» What you are asked to do: Return each line of the listing exactly, though without its images.

» Information supplied:
==============================
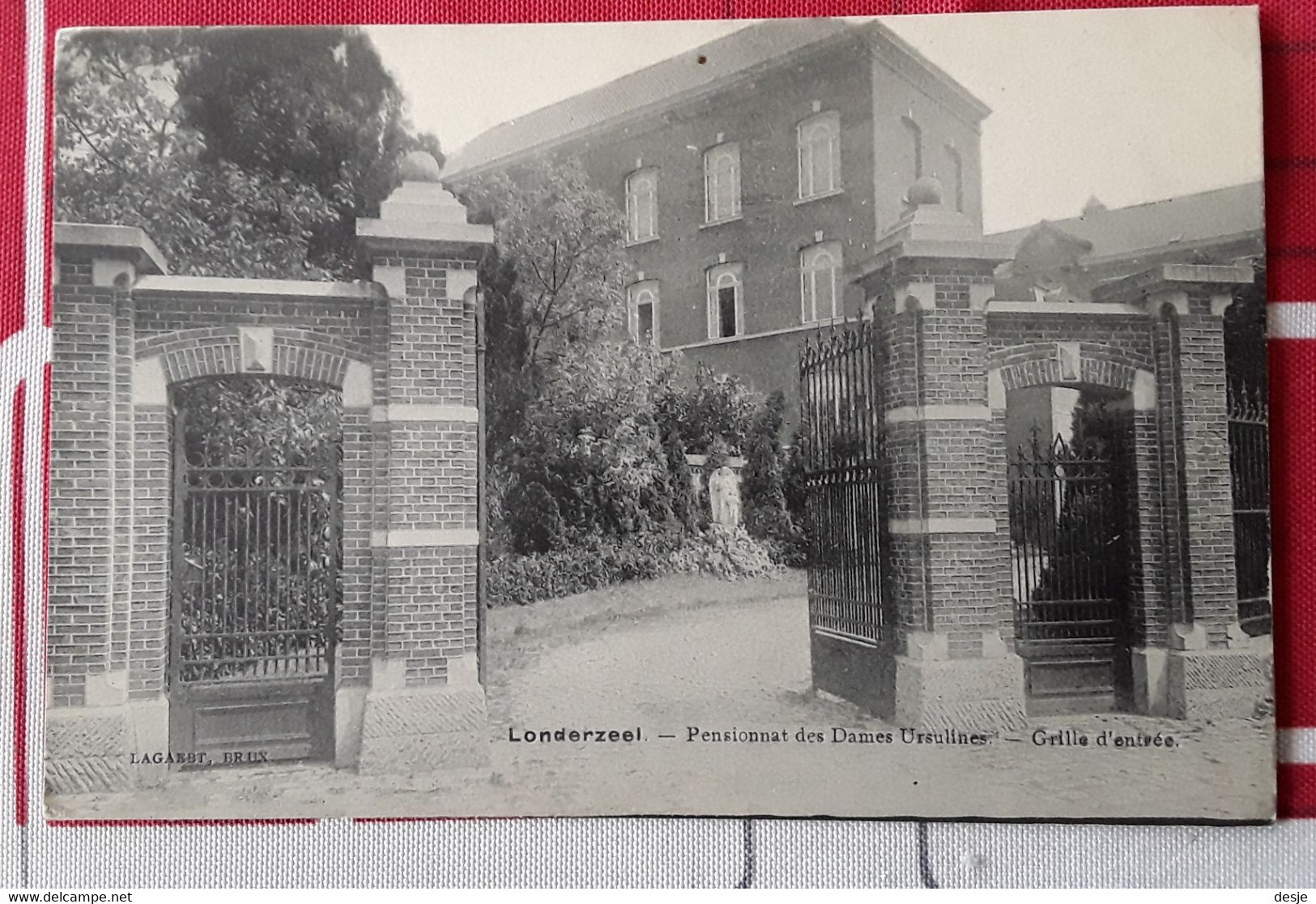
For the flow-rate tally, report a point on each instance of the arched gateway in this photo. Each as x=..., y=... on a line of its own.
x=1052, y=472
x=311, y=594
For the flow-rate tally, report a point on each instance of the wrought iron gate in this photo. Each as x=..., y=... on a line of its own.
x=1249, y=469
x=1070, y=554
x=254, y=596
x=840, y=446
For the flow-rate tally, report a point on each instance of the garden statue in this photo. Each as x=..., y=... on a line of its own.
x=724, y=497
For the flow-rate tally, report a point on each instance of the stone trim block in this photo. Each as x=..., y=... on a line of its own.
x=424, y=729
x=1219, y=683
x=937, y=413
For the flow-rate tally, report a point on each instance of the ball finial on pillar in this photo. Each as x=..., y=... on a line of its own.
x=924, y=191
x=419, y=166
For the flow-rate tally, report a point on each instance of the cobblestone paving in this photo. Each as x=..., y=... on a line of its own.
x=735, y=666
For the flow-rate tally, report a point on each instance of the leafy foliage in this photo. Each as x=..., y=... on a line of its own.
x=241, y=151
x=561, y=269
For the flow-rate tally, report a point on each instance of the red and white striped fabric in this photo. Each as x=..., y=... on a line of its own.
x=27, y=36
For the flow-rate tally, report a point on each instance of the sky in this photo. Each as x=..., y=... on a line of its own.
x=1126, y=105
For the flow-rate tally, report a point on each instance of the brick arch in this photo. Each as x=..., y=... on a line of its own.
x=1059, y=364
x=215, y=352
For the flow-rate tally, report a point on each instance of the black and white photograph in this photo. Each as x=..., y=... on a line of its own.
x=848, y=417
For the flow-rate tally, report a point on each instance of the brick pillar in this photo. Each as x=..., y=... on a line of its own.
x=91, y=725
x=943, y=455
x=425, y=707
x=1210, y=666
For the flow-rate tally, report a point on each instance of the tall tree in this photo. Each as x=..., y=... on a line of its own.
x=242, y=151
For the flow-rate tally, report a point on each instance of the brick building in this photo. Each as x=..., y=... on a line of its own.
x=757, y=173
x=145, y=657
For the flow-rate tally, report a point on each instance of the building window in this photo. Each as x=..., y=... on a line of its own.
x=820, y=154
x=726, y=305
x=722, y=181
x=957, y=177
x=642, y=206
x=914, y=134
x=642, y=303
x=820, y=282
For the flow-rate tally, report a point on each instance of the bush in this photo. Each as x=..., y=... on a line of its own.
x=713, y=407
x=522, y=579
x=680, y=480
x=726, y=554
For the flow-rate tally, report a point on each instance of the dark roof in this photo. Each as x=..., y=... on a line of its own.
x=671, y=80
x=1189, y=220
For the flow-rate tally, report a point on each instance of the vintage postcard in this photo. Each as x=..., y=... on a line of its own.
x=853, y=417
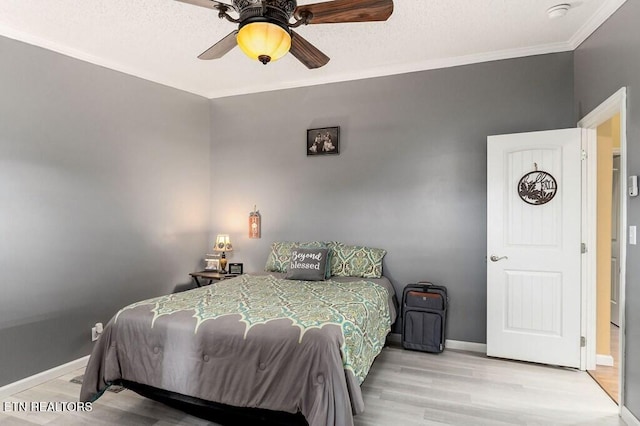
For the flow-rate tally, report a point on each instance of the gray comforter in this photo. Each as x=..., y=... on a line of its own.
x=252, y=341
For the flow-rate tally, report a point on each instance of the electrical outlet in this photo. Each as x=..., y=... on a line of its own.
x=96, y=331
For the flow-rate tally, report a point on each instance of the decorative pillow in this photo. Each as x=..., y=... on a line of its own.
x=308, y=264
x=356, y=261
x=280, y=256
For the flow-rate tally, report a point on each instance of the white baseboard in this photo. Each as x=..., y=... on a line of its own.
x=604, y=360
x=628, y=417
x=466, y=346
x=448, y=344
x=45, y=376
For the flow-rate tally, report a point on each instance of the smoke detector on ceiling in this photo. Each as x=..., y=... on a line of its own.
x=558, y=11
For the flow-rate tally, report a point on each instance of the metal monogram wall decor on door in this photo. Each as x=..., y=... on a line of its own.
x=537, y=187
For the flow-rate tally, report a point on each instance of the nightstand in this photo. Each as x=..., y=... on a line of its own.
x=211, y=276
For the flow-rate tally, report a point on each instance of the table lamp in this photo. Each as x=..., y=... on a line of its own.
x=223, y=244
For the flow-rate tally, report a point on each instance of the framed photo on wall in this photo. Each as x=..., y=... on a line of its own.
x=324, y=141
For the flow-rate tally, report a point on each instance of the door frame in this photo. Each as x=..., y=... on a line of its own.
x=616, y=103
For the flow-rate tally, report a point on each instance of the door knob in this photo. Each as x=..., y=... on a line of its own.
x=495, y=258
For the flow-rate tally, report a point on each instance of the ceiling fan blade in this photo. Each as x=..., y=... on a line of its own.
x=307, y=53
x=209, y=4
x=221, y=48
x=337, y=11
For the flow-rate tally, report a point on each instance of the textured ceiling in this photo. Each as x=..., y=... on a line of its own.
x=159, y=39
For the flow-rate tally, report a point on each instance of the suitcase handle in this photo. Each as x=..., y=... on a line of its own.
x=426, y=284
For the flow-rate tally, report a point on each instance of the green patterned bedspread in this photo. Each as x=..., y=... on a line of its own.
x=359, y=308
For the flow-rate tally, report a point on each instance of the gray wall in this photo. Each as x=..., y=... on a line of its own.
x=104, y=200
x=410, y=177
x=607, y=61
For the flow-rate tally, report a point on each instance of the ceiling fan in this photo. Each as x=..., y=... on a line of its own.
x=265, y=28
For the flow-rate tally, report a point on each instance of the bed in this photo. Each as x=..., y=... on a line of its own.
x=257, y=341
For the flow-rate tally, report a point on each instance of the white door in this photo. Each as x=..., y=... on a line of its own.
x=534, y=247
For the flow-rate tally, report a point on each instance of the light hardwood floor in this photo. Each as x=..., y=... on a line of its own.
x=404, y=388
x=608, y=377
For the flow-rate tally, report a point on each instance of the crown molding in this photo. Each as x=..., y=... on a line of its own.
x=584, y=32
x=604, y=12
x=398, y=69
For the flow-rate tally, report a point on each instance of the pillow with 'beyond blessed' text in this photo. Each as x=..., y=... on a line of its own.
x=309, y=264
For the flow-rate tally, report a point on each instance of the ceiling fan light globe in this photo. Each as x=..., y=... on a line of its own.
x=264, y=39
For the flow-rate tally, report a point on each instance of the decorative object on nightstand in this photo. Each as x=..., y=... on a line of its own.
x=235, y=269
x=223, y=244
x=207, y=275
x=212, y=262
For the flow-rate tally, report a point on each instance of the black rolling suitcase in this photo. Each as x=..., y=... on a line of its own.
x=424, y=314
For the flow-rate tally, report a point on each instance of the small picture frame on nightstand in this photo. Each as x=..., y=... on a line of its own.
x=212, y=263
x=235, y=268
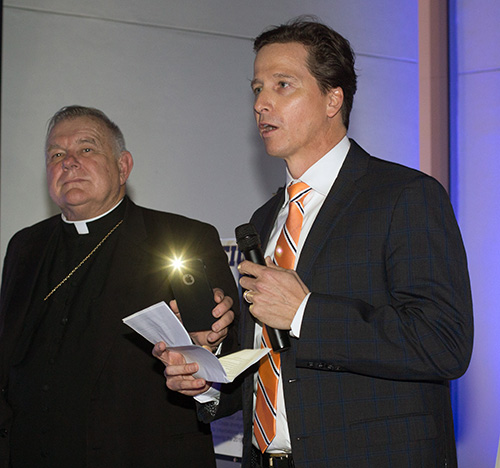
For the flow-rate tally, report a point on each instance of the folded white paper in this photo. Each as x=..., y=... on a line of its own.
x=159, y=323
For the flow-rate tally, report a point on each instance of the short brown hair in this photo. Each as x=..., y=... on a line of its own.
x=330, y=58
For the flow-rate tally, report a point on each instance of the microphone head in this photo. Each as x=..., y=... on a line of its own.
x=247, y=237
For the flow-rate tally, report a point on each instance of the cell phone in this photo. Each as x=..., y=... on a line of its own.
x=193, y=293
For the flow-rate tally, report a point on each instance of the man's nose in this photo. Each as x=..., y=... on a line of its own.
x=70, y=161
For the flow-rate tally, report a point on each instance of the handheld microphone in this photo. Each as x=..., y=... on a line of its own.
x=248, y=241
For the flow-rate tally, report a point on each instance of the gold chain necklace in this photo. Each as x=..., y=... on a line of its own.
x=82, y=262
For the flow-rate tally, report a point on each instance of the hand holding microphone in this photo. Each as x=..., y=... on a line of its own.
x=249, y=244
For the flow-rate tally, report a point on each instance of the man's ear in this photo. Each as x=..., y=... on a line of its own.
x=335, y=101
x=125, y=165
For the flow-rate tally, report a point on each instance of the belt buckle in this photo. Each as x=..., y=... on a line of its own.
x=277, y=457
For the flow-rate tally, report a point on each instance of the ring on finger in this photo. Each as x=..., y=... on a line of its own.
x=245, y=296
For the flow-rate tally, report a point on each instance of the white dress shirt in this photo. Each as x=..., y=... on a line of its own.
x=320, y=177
==============================
» Result:
For the flow-rate tally, report a point on each instance of the arched gateway in this photo. Each as x=..., y=... on a line of its own.
x=1052, y=472
x=311, y=594
For the flow-rate tally, report a point on each instance of the wrought iron gate in this photo. Each as x=..., y=... on a line of its own.
x=1249, y=469
x=1070, y=554
x=254, y=596
x=840, y=446
For the flow-rate tally, report a point on each instance of the garden statue in this photo. Each as x=..., y=... on a line of its own.
x=724, y=497
For the flow-rate tally, report a point on each instance of the stone trim block in this photo. Each as x=..., y=... on a line of its own.
x=424, y=729
x=1219, y=683
x=937, y=413
For the flow-rate tally, report a point on each instance of the ball finial on pillar in this photo. Each as x=..., y=... on a line of its own.
x=924, y=191
x=419, y=166
For the flow-rate tally, report a point on each instance of the cobblestone paving in this photo. Each as x=..., y=... on a line of its own.
x=735, y=666
For the flow-rate tally, report a point on each instance of the leafy foliage in this photo. Each as x=..., y=... on a line of its own.
x=241, y=151
x=561, y=269
For the flow-rate tally, report a point on each instance of the red and white striped fabric in this photo. Each as x=..., y=... on a line of its own.
x=27, y=36
For the flow-rate tally, report a point on each instance of the sky in this photo. Each as x=..., y=... on a line of its own.
x=1126, y=105
For the flow-rate tally, report a point on each instance of the brick arch in this photo. Each as x=..., y=... on a line of its own.
x=1059, y=364
x=215, y=352
For the flow-rate tally, report a point on each instance of the black and white photograph in this photo. Each as x=..., y=... on a line of its own.
x=848, y=417
For the flow-rate tally, report a point on each instance of the brick pillar in this photo. Each as x=..., y=... on a line of its own.
x=91, y=725
x=943, y=455
x=425, y=707
x=1210, y=666
For the flow-rate tally, report a point on each instance of the tall tree in this photo. Each as x=..., y=... on a line of its own.
x=242, y=151
For the flow-rate tally, report a point on each instance of the brick building in this photo. Each as x=..., y=... on a line of its own.
x=757, y=173
x=145, y=657
For the flow-rate tally, report a point on each instance of the building window in this photo. Each as x=..., y=... on a line of its own.
x=820, y=154
x=726, y=305
x=722, y=181
x=957, y=177
x=642, y=206
x=914, y=134
x=642, y=303
x=820, y=282
For the flow-rate tally, report a point on each instance of the bush in this photo. Each as x=..., y=... on a line of its own.
x=713, y=407
x=522, y=579
x=680, y=480
x=726, y=554
For the flow-rate tally, report a point on each instance of the dark roof in this photo. Each as x=..., y=... on a line of its own.
x=671, y=80
x=1189, y=220
For the flow-rate tally, report a point on each instance of the vintage postcard in this photo. Each as x=..., y=... on a line of its own.
x=853, y=417
For the flow-rate tally, report a point on each instance of the gray comforter in this photo. Each as x=..., y=... on a line of its own.
x=252, y=341
For the flow-rate tally, report a point on each instance of the electrical outlet in this photo. Each as x=..., y=... on a line of its own.
x=96, y=331
For the flow-rate tally, report a point on each instance of the decorative pillow in this photo. Each as x=..., y=... on a line of its own.
x=308, y=264
x=356, y=261
x=280, y=256
For the flow-rate tally, report a point on each instance of the white baseboard in this photo. Each as x=..., y=... on a line of its own.
x=604, y=360
x=628, y=417
x=466, y=346
x=448, y=344
x=45, y=376
For the flow-rate tally, report a point on each instance of the smoke detector on ceiling in this photo. Each as x=..., y=... on a line of its own.
x=558, y=11
For the flow-rate tally, report a point on each instance of the metal monogram wall decor on door in this photo. Each as x=..., y=... on a line of its own.
x=537, y=187
For the flow-rate tally, report a point on each instance of the nightstand in this photo. Each as x=..., y=... on a line of its own.
x=211, y=276
For the flow-rate tally, report a point on each instance of the table lamp in this photo. Each as x=..., y=... on a line of its own.
x=223, y=244
For the flow-rate tally, report a point on each instance of the framed photo on wall in this photo. Each as x=..., y=... on a line of its own.
x=324, y=141
For the flow-rate tally, report a point on each instance of the door frame in this photo. Each as x=..., y=... on a line of its own.
x=616, y=103
For the flow-rate tally, report a point on each instance of the door knob in this photo. Each as x=..., y=... on a line of its own.
x=495, y=258
For the flow-rate tally, report a point on each instance of the ceiling fan blade in this photo. Each as x=..., y=... on a line of its own.
x=307, y=53
x=209, y=4
x=221, y=48
x=337, y=11
For the flow-rate tally, report a point on each instance of the textured ceiling in this photo. Each as x=..., y=... on a line of its own.
x=159, y=39
For the flow-rate tally, report a point on each instance of the suitcase handle in this photo. Each as x=..., y=... on a line of its own.
x=426, y=284
For the flow-rate tally, report a point on each instance of the green patterned bedspread in this photo. Each as x=..., y=... on a line of its own.
x=359, y=308
For the flow-rate tally, report a point on each instance of the gray wall in this photo. Each as x=..., y=... on a line of its own.
x=104, y=200
x=410, y=177
x=607, y=61
For the flow-rate tally, report a point on each instance of the ceiling fan in this photo. Each as x=..., y=... on a line of its own.
x=265, y=28
For the flow-rate tally, report a point on each instance of the bed in this photo. Each as x=..., y=... on a line of its own.
x=257, y=341
For the flow-rate tally, report a point on each instance of the white door in this photo. Each as x=..., y=... on a line of its own.
x=534, y=247
For the flow-rate tally, report a point on each instance of the light hardwood floor in this photo. Each as x=..., y=... on a line of its own.
x=404, y=388
x=608, y=377
For the flow-rate tally, report a point on each instance of the crown molding in this photo. Each as x=..., y=... on a line of its own.
x=584, y=32
x=604, y=12
x=398, y=69
For the flow-rate tally, report a point on each instance of the pillow with 'beyond blessed' text in this photo. Each as x=..., y=... on a line of its own.
x=309, y=264
For the flow-rate tally, report a point on each instance of the ceiling fan light globe in this photo. Each as x=..., y=... on a line of its own.
x=264, y=39
For the flow-rate tally, report a point on each instance of the decorative object on nightstand in this photo. Each as x=..., y=... on a line of its own.
x=235, y=269
x=223, y=244
x=207, y=275
x=212, y=262
For the flow-rate tally, report a point on each instance of the black rolling suitcase in this photo. Each as x=..., y=... on a line of its own.
x=424, y=314
For the flow-rate tally, report a point on each instance of the small picture frame on nightstand in this photo. Each as x=..., y=... on a line of its own.
x=212, y=263
x=235, y=268
For the flow-rate tally, report a point on each instance of the folded white paper in this photo. Each as x=..., y=... on a line of its own.
x=159, y=323
For the flow-rate tally, report a point on each instance of the short brown hair in this photo. Each as x=..., y=... on a line of its own.
x=330, y=58
For the flow-rate tally, report a point on each instance of the microphone head in this photo. Each as x=..., y=... on a line of its own.
x=247, y=237
For the flow-rate tally, report a point on each instance of the cell phone in this photo. Each as x=..., y=... on a line of its own.
x=193, y=293
For the flow-rate tally, report a point on each instance of the man's nose in this photo. Each as x=..., y=... on a line of its own.
x=70, y=161
For the flow-rate tally, report a point on each instance of the handheld microphone in this photo. Each as x=..., y=... on a line of its own.
x=248, y=241
For the flow-rate tally, report a point on each instance of the gold chain necklace in this photo. Each as x=..., y=... on a line of its own.
x=82, y=262
For the flow-rate tally, report a point on each instance of the hand holding microphone in this photo. Each as x=..., y=... on a line of its own.
x=249, y=244
For the flow-rate tally, report a point on each instance of the man's ear in this photo. Each as x=..., y=... on a line of its own.
x=335, y=101
x=125, y=165
For the flow-rate tally, report a point on each instance of the belt buckle in this photo. Each as x=..., y=... on a line of its own.
x=277, y=457
For the flow-rate tally, report a point on each instance of the ring on finger in this photo. Each as x=..., y=... on a line of its own.
x=245, y=296
For the flow-rate tally, report a point on each instance of the white dress shirt in this photo. Each as x=..., y=... on a line of its own.
x=320, y=177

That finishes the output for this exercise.